PASSAGE SHOWN –
□ □ □
Whew! Been a long time since I have blogged. But a friend suggested I do it, so here I am again. Hopefully I will be more faithful to it than I have been.
Good news: I AM STILL ALIVE! And while that might sound a little dramatic, well that is who I am and how I feel.
Back when I first started blogging about having PH I wasn't sure at this time I would be alive. My breathing was horrendous, and I didn't have a good feeling about life in general.
Things have been up and down.
I went through pulmonary rehab right after my diagnosis. I did very well and gained better breathing. But insurance on this ran out and I stopped. Plus I had started not doing well physically (it was winter) and I kind of gave up.
I slowly stopped the Weight Watchers and went back to old habits. I stopped going to the YMCA to walk in the water because it became too difficult to walk to the pool, do the water stuff and walk back to the car.
Life just continued on. My breathing got much worse. Going from my car to the front door of my office building sometimes required 2 or 3 stops along the way. And once I got in the building, I was so out of breath that I had to sit before continuing on to my office.
I wasn't sure which one was worse: Winter or Summer. Both were horrible on my breathing.
I was on FMLA and seemed like sometimes I was out more than I was in. It was difficult to get ready in the mornings. I would have to shower, rest, do my hair, rest, get dressed, rest. You get the picture. Sometimes I felt like I needed a nap after getting ready.
In November-December 2014 I started having severe chest pains. It didn't matter if I was doing anything or not. The doctor scheduled me in December for an echocardiogram and stress test. We did these and really didn't find anything more than we knew already (that my pulmonary pressure was up). They scheduled me for a heart cath on January 29th.
We started making plans for me to go out on disability soon. My boss was retiring in March and since we had opened Carter BloodCare Central Texas together, it made sense to leave with him.
But God had different plans for me.
On January 27th I was laid off. Somehow I was prepared for it in some ways. But it was still hard.
I went on unemployment, not sure if I could work or not. No jobs came my way, so we haven't had the chance to find out.
The biggest issue was that my health insurance ran out on the day of my departure. I got picked up by my husband's insurance but not in time for the scheduled heart cath. It took until February to get that going and the heart cath was scheduled in March.
Funny thing happened. I went from being an employee at a blood bank to being a recipient of blood from a blood bank. The first of March my breathing became extremely difficult and I had significant chest pain. On a Sunday afternoon, an ambulance was called and I went to the hospital.
Come to find out I had an extremely low blood count that was causing the shortness of breath and chest pain. My blood count was too low to have the heart cath scheduled the next week. The decision was made to give me a pint of blood. My blood count went up almost immediately.
So I was discharged from the hospital and the next week I had the cath. Good news. I had no blockages and other than what we expected with the higher pulmonary pressure, everything looked good.
They put me on a new medicine to help with the chest pains and almost immediately I had some relief from these. My doctor put me on oxygen as needed.
While being unemployed I found I was bored easily. Online shopping became both my friend and enemy. I slept more than I wanted. Cried off and on. Depression would come and go.
In March we started planning a family vacation for June to San Antonio. All of us, my sister and her family, my daughter and her family and my husband. I thought about this vacation night and day. We talked about it night and day.
□ □ □
Stored dataset items –
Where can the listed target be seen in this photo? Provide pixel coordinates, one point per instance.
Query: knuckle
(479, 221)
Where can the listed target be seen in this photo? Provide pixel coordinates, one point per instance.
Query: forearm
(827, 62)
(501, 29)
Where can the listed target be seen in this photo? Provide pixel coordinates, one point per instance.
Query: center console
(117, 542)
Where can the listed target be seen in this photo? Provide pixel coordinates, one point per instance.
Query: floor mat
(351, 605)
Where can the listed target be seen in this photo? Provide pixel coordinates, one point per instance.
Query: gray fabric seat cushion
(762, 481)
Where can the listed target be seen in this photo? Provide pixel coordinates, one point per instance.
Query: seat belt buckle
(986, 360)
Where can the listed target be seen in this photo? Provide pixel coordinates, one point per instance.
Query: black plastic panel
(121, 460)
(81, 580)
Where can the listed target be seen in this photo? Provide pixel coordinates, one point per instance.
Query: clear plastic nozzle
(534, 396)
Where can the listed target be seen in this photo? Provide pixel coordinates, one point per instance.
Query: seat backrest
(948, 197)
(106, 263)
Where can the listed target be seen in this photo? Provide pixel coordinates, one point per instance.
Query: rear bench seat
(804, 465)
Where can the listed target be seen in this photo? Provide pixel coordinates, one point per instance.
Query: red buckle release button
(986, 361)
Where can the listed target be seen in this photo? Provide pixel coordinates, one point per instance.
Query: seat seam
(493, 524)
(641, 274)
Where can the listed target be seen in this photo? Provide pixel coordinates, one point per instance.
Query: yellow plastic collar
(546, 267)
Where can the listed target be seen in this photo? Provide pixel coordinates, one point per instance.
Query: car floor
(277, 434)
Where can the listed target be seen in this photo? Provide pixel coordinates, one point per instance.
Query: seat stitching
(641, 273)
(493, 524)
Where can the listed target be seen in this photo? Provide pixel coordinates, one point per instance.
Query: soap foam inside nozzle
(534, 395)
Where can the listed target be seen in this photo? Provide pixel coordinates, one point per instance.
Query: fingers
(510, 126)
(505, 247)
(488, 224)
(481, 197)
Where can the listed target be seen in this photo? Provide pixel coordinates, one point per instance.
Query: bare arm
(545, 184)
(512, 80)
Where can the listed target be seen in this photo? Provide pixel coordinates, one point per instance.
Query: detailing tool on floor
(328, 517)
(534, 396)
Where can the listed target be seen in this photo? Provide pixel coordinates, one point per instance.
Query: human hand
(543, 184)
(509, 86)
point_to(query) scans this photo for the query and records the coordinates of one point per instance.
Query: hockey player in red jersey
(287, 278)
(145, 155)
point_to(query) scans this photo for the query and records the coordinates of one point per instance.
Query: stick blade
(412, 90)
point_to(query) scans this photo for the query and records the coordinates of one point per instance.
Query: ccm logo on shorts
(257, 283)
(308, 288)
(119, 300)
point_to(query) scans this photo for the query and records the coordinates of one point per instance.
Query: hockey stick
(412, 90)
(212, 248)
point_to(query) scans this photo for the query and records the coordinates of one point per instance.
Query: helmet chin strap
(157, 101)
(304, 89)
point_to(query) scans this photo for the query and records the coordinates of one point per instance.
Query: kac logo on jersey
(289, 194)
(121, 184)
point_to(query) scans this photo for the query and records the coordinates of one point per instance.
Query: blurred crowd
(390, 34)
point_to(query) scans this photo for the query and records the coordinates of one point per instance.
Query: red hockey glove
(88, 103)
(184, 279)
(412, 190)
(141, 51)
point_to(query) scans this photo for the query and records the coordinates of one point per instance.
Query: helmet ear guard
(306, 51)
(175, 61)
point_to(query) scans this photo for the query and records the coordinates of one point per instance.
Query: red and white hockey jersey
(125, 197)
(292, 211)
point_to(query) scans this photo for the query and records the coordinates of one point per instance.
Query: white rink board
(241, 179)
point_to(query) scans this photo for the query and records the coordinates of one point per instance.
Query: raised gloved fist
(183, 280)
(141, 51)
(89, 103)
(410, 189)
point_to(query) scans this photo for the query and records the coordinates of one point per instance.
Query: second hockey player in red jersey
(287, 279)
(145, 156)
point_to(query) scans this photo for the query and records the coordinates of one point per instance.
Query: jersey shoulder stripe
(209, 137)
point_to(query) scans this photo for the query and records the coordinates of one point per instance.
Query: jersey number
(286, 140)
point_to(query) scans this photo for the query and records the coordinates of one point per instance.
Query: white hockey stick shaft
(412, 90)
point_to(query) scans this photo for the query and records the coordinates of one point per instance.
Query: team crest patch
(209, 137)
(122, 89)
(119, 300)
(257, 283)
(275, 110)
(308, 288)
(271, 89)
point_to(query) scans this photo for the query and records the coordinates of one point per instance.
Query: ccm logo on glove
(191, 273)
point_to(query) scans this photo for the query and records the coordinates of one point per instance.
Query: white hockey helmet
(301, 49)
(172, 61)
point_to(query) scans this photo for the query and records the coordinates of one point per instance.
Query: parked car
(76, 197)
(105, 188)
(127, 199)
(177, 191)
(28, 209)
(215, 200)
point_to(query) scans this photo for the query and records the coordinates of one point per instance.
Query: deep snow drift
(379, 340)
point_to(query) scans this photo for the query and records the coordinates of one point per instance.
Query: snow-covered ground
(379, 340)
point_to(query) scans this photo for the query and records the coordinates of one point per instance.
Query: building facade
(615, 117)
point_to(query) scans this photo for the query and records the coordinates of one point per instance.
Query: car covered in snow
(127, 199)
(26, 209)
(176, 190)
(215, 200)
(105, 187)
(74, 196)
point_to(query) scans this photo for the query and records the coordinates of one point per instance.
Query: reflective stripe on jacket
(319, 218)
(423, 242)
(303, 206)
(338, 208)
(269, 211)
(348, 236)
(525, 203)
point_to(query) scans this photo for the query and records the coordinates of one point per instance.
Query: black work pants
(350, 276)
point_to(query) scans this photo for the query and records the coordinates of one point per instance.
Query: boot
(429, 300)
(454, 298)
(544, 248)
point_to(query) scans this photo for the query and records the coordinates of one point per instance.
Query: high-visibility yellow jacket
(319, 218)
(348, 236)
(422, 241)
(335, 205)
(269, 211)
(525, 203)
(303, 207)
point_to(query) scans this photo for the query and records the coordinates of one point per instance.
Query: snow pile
□ □ □
EXERCISES TO COMPLETE –
#1 List every month that the blog post names.
#2 Quote the blog post word for word, starting with "I slowly stopped" and going on through "to my office.".

SOLUTION LIST –
#1 November, December, January, March, February, June

#2
I slowly stopped the Weight Watchers and went back to old habits. I stopped going to the YMCA to walk in the water because it became too difficult to walk to the pool, do the water stuff and walk back to the car.
Life just continued on. My breathing got much worse. Going from my car to the front door of my office building sometimes required 2 or 3 stops along the way. And once I got in the building, I was so out of breath that I had to sit before continuing on to my office.